--- START ---

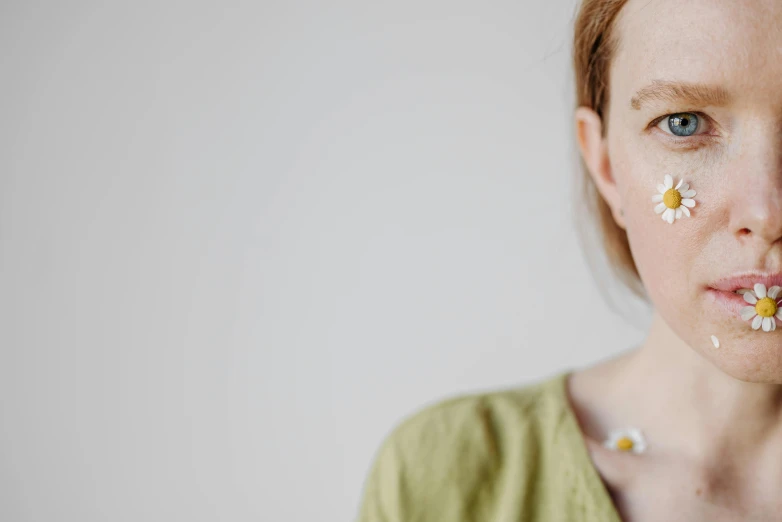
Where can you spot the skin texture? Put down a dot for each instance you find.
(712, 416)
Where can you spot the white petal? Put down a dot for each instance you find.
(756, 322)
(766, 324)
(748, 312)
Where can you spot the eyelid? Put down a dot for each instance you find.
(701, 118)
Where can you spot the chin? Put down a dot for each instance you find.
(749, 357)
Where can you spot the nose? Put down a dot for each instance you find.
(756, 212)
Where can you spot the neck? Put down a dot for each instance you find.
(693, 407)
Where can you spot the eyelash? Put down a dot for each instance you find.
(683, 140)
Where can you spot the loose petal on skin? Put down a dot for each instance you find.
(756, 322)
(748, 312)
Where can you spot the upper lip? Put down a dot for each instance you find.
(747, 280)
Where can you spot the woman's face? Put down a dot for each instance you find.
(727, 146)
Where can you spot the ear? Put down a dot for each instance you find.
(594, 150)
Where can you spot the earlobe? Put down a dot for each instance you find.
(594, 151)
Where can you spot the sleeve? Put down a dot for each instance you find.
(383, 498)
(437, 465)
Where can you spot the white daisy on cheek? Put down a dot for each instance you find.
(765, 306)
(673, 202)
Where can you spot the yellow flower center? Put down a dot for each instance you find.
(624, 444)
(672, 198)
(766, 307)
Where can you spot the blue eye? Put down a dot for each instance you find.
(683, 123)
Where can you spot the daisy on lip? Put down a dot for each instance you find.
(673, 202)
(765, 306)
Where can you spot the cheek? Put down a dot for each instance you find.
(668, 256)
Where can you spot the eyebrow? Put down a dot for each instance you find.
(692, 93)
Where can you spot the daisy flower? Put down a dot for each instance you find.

--- END ---

EXERCISE AIM
Lines from the one holding "Where can you spot the eyebrow?" through the last line of the material are to be repeated exactly; no other lines belong in the answer.

RESULT BELOW
Where can you spot the eyebrow? Put down a dot for each instance you find.
(692, 93)
Where can you spot the daisy flower? Put down a dot for each instance you find.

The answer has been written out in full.